_WHAT YOU WILL DO_.
Offset every coordinate in the answers by 33. Copy out everything from the row containing "Expected: for every instance of the lamb's face" down to the end of the rows, including each request, and add 33 to both numbers of every coordinate pair.
"""
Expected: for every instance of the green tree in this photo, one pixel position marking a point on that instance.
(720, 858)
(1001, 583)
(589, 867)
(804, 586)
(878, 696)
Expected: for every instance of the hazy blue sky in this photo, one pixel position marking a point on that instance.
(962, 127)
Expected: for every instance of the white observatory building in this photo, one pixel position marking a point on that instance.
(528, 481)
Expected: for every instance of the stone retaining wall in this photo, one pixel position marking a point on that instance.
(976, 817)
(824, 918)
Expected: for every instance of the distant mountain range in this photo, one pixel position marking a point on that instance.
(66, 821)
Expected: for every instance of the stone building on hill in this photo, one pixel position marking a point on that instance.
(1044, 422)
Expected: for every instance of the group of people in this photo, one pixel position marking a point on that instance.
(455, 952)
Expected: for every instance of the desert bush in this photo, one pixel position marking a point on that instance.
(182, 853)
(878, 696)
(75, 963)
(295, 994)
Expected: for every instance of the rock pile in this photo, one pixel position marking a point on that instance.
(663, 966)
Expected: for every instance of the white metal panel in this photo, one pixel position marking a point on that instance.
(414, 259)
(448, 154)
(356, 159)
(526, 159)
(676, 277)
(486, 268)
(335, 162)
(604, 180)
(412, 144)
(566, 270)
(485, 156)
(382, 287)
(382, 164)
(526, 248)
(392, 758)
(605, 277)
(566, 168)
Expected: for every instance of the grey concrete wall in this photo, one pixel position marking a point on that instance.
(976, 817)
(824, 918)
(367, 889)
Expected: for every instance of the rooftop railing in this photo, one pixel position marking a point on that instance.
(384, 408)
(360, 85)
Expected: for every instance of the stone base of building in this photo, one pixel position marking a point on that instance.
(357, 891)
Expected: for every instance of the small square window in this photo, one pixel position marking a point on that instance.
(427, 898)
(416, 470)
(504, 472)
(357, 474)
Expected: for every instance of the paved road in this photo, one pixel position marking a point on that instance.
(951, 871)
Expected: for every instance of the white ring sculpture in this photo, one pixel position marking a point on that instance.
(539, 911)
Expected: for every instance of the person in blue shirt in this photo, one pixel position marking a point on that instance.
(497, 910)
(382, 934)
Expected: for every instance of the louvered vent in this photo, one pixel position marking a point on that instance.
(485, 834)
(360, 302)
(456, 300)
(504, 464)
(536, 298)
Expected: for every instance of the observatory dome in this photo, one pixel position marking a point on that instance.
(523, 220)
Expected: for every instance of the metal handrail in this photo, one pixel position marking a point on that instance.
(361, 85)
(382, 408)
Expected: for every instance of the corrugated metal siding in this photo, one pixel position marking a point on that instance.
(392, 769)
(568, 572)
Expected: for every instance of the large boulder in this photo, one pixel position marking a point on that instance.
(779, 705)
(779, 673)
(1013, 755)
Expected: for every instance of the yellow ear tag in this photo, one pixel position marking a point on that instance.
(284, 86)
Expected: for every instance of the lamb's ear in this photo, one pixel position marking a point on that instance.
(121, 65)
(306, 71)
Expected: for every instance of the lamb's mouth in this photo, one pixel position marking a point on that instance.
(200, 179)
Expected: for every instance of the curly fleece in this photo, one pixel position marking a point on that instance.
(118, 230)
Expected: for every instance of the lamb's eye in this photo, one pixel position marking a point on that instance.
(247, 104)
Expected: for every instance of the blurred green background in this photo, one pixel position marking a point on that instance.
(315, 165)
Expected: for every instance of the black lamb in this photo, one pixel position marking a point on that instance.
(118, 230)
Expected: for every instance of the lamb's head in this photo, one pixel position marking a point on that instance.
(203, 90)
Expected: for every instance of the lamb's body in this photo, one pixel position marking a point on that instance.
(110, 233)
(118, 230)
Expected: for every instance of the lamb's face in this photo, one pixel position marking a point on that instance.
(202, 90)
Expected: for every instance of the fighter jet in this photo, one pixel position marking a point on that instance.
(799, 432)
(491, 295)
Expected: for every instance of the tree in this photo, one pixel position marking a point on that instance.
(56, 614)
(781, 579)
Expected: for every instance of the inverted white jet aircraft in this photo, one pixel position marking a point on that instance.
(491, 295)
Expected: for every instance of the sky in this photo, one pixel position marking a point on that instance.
"""
_SOLUTION TO THE PROBLEM_.
Expected: for every instance of the lamb's face in this photo, one pixel position marking a point on that instance.
(235, 123)
Expected: for every instance of the fighter jet in this photo, one pixel position marking a point on that instance.
(832, 465)
(524, 328)
Expected: for every instance of the tree in this photo, one pixel position marking a point on that instance.
(89, 647)
(814, 612)
Expected: for every instance of the inverted white jet aircraft in this photo, one pixel position marking a point on that instance.
(524, 328)
Expected: for every instance of the sky in this photo, one pixel position marking a point on that instance.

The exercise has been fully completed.